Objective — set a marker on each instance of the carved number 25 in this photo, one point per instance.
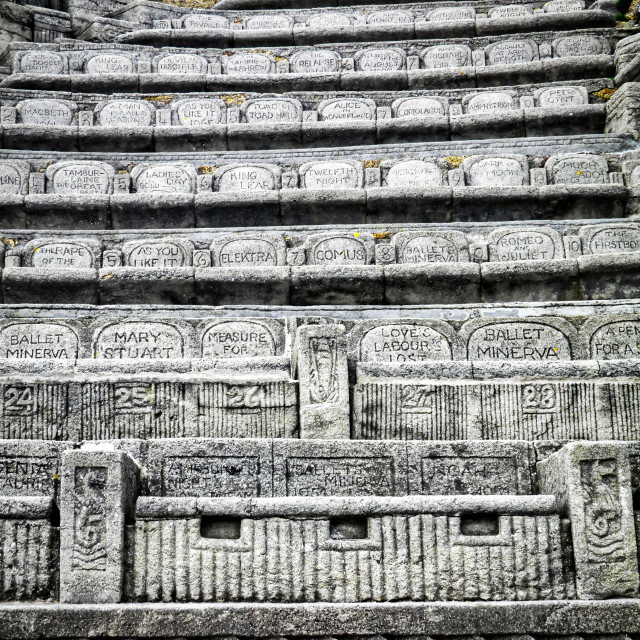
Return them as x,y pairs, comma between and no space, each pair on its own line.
19,400
538,397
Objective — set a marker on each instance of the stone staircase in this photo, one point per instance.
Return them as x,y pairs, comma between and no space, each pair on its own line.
320,320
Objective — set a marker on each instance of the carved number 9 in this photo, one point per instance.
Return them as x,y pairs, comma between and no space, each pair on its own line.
538,397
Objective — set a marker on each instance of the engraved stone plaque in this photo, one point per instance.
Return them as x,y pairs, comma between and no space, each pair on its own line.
562,97
329,19
497,172
389,17
422,247
580,46
524,244
31,471
140,340
511,52
619,340
444,56
563,6
250,64
58,253
109,63
373,60
248,250
414,174
452,13
315,61
38,341
14,177
199,112
404,342
418,108
272,110
612,239
331,175
490,102
45,112
510,11
246,178
339,249
204,21
577,169
80,178
269,22
518,340
126,113
157,254
164,178
347,109
45,62
471,468
242,339
181,63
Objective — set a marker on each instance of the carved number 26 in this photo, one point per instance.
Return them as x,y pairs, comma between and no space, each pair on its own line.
538,397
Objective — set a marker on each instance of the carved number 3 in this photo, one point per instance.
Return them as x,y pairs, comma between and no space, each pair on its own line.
538,396
238,397
19,400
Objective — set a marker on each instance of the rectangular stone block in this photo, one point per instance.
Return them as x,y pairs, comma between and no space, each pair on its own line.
98,493
496,468
349,550
211,468
592,482
339,468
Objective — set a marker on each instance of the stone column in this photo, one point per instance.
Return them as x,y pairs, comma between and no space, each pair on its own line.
324,381
592,482
98,495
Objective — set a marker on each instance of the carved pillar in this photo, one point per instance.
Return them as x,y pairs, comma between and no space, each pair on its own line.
592,482
98,494
324,383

Written task
Copy out all the data without changing anything, and drop the pictures.

Finished answer
Objective — set a marker on each instance of the carved number 25 in this photo, one point per instance.
Return them as x,y pairs, comma between and no space, each pair on its own line.
19,400
538,397
Objective — set a marker on each instance of the stone staircase in this photo, one point per instance.
Return them as x,y pairs, comma between and no space, each pair on its own line.
320,320
Objective — set a marker on each instance of the carved number 9 in this photo, one point per instance.
Return them as x,y pairs, comma between and no space, each pair on its own line.
538,397
Objective — set a marker on each instance of the engraved stone plaque in this photo, one point per instance.
Return them as x,y pairs, comma between and no space, each pair on its own line.
562,97
329,19
497,172
389,17
422,247
580,46
524,244
31,471
140,340
511,52
619,340
444,56
563,6
250,64
58,253
109,63
373,60
248,250
414,174
452,13
315,61
38,341
14,177
199,112
404,342
418,108
272,110
612,239
331,175
490,102
45,112
510,11
246,178
339,249
204,21
577,169
80,178
269,22
518,340
126,113
157,254
164,178
347,109
45,62
471,468
242,339
181,63
Objective — set a marker on each instance of the carved number 26 in this photo, one point per instance.
Return them as x,y pairs, comma between and no space, each pair on its own line.
538,397
Objective — set a marker on each instance of the carved number 3 in this photo, one point per instance.
Return them as x,y pairs, comma between and no space, each pair on its own line.
538,396
238,397
19,400
Objective — set a marker on each instance of the rectangular stone block in this photo, one point per instance.
Return them as x,y pairs, comma between and no space, each pair on its own line.
98,493
496,468
349,550
211,468
592,482
339,468
Objective — set a marker on each instance of the stone column in this photo, one point per instance.
Return them as x,y pairs, comma between and no space, each pair on its own line.
324,381
592,482
98,495
Objective — set a marker on each instance of the carved pillar in this photo, one point per instance.
Return them as x,y pairs, comma between and no space, each pair on its own line.
592,482
98,494
324,383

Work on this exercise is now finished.